**Text**
--------

Meet The Neighbors: Cyanobacteria

Late summer is the time when people really visit lakes. The chilly waters of early summer have warmed to the perfect temperature for diving in on a hot humid day. Swimming in the cool waters of a lake is one of the great pleasures of August in Vermont. Late summer is also often the time when cyanobacteria are most noticeable on our northern lakes.

Cyanobacteria can be found year-round in the northern climates; however, they have evolved several unique strategies that allow them to thrive in the water conditions of late summer. At this point in the year, the nutrients raised from the bottom of the lake during spring turnover have been used up. There is typically less wind and many lakes are fully stratified. Finally, the water itself can be quite warm, particularly at the surface where the sun is most intense. Other algae find these conditions difficult to grow in and may disappear while cyanobacteria growth increases. Let’s take a look at some of the ways cyanobacteria have evolved to thrive in late summer waters.

--------

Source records
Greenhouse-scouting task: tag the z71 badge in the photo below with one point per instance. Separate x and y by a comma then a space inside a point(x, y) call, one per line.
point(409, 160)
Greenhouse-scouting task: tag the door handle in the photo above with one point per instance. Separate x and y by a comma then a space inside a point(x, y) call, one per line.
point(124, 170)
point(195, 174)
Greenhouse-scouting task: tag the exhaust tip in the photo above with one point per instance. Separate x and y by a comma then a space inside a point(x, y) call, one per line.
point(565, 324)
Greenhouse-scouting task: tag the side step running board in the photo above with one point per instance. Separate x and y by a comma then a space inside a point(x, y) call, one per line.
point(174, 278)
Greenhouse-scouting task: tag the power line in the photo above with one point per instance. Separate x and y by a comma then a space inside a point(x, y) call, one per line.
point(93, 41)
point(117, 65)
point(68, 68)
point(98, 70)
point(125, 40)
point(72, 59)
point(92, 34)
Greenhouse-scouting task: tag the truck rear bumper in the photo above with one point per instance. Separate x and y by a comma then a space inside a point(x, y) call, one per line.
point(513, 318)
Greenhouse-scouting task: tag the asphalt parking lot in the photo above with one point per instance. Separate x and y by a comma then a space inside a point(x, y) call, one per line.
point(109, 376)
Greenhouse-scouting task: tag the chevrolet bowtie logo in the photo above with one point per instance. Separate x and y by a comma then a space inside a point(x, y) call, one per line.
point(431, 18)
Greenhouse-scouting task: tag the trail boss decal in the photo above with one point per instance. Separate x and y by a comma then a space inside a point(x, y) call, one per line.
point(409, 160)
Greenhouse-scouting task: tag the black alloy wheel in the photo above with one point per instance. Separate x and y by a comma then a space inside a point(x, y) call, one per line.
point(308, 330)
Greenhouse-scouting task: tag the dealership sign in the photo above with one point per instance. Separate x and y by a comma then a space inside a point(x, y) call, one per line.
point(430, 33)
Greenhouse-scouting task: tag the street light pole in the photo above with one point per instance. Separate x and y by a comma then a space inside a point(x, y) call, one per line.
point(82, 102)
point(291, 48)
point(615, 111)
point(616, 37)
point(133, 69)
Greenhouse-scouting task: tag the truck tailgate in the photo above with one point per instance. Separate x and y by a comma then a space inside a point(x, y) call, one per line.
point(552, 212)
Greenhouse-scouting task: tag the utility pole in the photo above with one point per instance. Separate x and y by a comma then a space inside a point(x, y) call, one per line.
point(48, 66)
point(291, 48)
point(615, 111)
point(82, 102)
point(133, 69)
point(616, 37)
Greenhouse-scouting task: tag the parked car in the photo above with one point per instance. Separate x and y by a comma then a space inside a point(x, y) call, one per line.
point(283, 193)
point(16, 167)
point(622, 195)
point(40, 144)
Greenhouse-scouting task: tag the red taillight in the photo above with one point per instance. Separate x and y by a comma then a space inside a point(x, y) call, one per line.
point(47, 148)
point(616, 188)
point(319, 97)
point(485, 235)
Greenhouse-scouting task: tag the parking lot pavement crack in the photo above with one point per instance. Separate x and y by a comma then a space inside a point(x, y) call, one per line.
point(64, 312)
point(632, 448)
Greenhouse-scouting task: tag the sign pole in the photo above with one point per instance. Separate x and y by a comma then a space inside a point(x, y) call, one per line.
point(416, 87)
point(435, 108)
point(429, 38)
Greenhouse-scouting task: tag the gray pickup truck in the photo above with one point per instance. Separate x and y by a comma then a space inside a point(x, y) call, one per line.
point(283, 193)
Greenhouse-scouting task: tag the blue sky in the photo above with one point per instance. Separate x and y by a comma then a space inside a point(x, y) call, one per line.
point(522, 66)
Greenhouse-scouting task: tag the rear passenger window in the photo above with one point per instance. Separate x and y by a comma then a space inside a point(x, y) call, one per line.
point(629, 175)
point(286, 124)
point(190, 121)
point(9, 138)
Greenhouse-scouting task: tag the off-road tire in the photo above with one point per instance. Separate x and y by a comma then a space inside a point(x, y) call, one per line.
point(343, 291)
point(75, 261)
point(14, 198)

--------

**Task list**
1. In the cyanobacteria article, how do other algae respond to the water conditions of late summer?
2. List each late-summer water condition that the cyanobacteria article describes.
3. Please pick up the cyanobacteria article right after its final sentence and keep it going.

**Responses in order**
1. They find the conditions difficult to grow in and may disappear.

2.
- The nutrients raised from the lake bottom during spring turnover have been used up.
- There is typically less wind.
- Many lakes are fully stratified.
- The water can be quite warm, particularly at the surface where the sun is most intense.

3.
In general, the small cells of cyanobacteria have more surface area to volume than the other algae, which allows more opportunity overall for nutrient uptake. Some cyanobacteria are able to collect and store phosphorus (P) in their cells to use a later time, a process called luxury uptake. Others have special enzymes that allow them to break down and use forms of tightly bound organic P that other algae cannot. Nitrogen fixation is an important adaptation that allows some cyanobacteria to use atmospheric nitrogen (N) to support their growth. Some species can regulate their buoyancy through the use of gas vesicles and drop down to the sediments to obtain scarce N and P. All of these can help cyanobacteria find nutrients when other species find it more difficult.

There is typically less wind in summer and phytoplankton have to work hard to stay near the surface where they can get light.  Cyanobacteria do not have flagella or cilia to help them stay afloat. In addition to gas vacuoles used by some cyanobacteria to actively maintain their position near the surface, they may form large flat colonies that don’t sink easily or collect into bundles of filaments that trap oxygen released by photosynthesis to help them float. Filamentous forms living in soft sediment have the ability to move and avoid burial as sediment shifts.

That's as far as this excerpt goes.